Instructions to follow: Revise the article on remote learning below by reproducing the passage that begins with the words containing "This calm companionship" and ends with "Katonah-Lewisboro School District.", with "remote-only" replaced by "fully virtual".

Start of Text excerpt

Learning at Home
Special days and classroom themes connect remote students
Daniel’s eyes danced as he read his snowflake poem aloud. His classmates, dressed in red plaid flannel and soft, ribbed cotton jerseys, listened with their eyes and ears. Not only was it Pajama Day in Monica Lambert’s second grade all-remote class, the children had just enjoyed “lunch-bunch”—a special time of eating and chatting with their teacher and her daughter. The little community was ready to consider how line breaks influence the tone of a poem.
This calm companionship is evident in all nine of Katonah-Lewisboro’s remote-only elementary classes. What started off as an experiment to serve district families who, for a variety of reasons, chose not to send their children to school during the COVID pandemic, is a success story that will have lasting impact on the Katonah-Lewisboro School District.
reading and self reflection
creating a sense of belonging
“Teaching remotely has completely changed my teaching,” reflects Lambert. “My lessons are shorter, only eight to ten minutes, and I teach without paper—I can’t believe it! Because we do all of our work online, I can give students feedback almost instantaneously.”

End of Text excerpt
Start of Record excerpts

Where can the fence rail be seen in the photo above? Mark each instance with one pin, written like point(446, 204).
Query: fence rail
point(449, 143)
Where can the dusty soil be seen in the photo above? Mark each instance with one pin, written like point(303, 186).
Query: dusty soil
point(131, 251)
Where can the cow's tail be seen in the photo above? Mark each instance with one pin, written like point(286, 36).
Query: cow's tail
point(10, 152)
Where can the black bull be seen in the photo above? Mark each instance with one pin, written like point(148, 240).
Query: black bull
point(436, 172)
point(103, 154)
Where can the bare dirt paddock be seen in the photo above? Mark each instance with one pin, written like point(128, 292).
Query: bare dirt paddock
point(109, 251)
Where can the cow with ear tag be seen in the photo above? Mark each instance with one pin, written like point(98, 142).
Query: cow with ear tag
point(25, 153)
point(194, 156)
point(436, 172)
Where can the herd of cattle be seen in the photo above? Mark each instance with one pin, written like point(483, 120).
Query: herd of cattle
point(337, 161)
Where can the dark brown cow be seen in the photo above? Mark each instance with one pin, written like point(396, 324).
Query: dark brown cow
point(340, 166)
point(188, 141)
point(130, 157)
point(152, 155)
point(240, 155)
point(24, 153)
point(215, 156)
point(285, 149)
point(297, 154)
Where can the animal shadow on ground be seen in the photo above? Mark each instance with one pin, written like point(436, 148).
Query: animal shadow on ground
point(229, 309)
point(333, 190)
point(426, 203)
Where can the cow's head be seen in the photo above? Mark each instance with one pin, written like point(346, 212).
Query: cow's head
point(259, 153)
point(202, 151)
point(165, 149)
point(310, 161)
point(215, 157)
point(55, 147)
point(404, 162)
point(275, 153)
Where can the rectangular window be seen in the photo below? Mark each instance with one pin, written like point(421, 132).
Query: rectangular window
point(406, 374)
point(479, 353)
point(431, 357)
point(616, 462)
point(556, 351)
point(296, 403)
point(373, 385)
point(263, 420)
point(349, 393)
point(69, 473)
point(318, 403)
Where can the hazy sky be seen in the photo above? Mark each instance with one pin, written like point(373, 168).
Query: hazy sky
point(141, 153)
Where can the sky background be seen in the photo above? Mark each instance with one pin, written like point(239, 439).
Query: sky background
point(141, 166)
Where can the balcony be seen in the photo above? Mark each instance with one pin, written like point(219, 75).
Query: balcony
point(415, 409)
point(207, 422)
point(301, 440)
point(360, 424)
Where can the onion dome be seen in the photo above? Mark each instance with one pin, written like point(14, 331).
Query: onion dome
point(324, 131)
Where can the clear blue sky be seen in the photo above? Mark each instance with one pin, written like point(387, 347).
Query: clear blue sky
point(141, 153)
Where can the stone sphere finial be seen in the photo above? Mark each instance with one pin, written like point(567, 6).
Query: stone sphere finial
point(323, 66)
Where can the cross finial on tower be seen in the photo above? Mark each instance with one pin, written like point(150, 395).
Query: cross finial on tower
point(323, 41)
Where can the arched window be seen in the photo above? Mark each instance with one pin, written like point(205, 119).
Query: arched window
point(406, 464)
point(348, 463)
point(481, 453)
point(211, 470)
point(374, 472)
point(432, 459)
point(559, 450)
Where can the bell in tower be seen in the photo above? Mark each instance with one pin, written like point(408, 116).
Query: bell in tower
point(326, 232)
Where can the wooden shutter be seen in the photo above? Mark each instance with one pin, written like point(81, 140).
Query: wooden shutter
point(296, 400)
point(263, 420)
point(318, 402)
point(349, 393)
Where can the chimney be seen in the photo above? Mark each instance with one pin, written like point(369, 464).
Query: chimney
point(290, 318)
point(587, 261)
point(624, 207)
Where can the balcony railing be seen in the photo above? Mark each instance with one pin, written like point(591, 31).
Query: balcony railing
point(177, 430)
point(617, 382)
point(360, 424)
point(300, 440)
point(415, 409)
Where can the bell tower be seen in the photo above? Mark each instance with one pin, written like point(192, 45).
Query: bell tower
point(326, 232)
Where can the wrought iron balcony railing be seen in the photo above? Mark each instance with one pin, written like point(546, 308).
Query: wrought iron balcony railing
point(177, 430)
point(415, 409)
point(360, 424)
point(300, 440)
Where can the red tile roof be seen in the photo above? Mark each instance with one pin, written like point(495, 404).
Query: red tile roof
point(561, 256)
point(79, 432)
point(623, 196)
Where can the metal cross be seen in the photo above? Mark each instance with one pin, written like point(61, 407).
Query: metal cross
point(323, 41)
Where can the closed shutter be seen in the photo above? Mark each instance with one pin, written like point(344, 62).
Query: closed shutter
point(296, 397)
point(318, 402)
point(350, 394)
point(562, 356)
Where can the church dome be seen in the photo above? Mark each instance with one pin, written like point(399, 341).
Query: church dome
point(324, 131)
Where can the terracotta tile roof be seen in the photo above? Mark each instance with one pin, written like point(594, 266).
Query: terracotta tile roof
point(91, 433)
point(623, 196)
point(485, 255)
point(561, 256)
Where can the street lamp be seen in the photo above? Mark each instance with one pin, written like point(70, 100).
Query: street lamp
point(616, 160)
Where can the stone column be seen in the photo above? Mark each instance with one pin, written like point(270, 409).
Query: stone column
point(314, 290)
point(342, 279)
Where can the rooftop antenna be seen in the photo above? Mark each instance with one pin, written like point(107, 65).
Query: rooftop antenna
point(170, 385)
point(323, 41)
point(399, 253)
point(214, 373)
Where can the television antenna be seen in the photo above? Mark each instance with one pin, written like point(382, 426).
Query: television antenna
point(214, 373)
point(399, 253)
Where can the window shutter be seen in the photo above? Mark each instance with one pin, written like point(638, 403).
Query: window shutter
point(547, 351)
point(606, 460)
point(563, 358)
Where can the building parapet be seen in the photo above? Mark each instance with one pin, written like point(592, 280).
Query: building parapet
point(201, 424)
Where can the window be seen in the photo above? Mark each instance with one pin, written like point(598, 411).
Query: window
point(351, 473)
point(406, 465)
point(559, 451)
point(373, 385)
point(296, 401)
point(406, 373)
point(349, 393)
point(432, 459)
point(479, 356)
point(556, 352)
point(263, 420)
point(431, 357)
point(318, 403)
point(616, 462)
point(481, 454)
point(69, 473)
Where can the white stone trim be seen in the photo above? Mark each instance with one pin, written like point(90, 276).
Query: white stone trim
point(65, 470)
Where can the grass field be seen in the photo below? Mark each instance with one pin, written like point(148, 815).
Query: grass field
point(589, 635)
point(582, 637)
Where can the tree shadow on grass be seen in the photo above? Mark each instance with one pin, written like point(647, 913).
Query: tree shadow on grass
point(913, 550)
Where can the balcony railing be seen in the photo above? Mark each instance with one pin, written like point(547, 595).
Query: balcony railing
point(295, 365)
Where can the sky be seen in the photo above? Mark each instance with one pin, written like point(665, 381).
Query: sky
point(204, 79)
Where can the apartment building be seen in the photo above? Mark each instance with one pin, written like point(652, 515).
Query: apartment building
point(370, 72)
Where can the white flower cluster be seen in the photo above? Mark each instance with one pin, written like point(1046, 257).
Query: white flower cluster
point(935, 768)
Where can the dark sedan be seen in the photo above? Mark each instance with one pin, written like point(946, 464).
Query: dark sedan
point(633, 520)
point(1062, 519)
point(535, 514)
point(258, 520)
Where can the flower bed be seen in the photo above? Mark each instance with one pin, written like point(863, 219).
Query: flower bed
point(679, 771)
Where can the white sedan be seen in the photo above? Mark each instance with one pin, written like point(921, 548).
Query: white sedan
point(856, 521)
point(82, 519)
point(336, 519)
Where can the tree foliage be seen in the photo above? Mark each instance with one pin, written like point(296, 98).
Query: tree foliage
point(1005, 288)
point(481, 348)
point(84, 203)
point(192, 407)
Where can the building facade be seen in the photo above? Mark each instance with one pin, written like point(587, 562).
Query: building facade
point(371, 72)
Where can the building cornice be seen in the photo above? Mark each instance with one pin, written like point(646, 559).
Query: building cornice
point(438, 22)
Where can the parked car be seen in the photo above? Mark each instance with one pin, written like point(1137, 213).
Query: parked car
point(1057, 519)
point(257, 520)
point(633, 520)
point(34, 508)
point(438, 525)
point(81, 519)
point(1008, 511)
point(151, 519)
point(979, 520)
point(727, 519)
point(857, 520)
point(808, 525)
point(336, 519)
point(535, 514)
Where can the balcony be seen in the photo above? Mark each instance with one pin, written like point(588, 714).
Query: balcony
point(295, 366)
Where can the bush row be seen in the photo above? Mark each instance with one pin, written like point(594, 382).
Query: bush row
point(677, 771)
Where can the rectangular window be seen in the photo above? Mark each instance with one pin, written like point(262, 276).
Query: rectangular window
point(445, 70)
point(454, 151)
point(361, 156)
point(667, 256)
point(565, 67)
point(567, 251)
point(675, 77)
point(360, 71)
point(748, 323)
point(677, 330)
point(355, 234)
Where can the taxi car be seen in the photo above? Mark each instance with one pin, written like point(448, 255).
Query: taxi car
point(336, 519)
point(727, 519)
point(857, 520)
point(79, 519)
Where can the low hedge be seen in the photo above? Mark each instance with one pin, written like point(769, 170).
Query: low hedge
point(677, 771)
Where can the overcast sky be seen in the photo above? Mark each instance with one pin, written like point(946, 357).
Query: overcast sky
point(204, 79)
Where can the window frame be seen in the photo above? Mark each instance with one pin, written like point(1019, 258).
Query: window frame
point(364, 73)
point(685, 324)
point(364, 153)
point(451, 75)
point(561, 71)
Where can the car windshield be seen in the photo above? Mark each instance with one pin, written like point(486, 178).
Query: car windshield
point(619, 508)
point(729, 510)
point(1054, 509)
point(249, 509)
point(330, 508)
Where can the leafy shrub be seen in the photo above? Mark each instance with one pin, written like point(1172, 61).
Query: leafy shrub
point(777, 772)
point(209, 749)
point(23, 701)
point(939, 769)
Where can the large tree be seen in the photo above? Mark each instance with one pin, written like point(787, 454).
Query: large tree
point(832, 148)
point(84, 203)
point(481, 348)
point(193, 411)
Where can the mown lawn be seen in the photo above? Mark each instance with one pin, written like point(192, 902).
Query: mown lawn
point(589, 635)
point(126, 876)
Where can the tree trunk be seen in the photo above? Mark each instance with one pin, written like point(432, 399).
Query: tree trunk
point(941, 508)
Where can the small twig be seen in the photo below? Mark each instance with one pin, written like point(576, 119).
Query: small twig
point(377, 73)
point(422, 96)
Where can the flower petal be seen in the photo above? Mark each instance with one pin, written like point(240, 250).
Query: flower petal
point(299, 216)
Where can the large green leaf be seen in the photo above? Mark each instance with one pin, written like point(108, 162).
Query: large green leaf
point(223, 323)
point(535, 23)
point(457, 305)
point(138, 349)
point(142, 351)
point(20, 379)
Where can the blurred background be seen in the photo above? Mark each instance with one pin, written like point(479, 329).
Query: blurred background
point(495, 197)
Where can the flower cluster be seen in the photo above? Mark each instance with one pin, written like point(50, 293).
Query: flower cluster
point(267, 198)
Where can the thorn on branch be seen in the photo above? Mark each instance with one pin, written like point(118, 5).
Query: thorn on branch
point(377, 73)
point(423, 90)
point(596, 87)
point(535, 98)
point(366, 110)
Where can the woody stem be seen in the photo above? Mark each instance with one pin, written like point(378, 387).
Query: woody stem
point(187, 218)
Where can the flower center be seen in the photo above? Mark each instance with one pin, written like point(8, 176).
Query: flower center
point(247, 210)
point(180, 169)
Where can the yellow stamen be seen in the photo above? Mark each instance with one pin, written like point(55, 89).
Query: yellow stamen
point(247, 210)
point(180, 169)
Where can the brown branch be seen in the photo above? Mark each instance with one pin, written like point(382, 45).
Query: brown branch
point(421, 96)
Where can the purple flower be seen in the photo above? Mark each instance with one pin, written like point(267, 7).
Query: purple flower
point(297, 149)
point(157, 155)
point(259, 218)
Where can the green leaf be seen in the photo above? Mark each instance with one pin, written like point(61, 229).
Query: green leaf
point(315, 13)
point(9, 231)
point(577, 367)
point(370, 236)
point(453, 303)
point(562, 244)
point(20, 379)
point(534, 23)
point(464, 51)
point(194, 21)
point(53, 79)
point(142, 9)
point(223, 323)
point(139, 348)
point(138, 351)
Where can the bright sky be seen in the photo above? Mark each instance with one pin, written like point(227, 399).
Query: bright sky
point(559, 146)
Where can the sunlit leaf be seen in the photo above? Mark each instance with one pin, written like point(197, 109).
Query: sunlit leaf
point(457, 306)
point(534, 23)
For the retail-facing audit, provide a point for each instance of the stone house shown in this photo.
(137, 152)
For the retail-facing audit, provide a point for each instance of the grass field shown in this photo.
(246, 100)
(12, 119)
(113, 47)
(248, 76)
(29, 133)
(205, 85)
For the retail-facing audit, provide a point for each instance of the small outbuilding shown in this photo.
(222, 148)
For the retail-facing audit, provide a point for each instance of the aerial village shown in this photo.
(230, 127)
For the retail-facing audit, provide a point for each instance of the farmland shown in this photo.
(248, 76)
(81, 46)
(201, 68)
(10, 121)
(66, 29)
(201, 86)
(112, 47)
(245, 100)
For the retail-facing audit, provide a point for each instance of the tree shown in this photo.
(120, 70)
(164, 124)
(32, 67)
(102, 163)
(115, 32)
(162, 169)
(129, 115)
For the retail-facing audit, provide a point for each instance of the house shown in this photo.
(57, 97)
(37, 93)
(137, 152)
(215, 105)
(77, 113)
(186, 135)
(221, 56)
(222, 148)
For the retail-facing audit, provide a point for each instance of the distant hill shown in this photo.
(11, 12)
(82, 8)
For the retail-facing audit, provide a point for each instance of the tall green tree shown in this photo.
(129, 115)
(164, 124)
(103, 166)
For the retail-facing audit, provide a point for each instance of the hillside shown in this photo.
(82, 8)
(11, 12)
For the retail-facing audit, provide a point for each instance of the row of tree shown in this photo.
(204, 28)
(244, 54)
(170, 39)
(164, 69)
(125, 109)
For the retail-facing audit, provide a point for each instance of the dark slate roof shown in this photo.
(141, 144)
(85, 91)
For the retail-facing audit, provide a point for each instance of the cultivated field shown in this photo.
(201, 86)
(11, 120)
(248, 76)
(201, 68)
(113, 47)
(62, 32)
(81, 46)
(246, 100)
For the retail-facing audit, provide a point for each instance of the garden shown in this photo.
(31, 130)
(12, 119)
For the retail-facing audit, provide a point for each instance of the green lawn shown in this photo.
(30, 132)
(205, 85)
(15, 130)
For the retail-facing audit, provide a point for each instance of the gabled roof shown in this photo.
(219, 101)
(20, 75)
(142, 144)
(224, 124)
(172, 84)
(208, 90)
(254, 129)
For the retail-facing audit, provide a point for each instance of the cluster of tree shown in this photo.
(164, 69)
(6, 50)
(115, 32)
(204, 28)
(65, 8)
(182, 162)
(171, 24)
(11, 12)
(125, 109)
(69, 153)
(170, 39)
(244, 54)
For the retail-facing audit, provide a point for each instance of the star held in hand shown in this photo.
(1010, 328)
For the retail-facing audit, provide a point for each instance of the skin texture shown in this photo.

End of Record excerpts

Output for this exercise:
This calm companionship is evident in all nine of Katonah-Lewisboro’s fully virtual elementary classes. What started off as an experiment to serve district families who, for a variety of reasons, chose not to send their children to school during the COVID pandemic, is a success story that will have lasting impact on the Katonah-Lewisboro School District.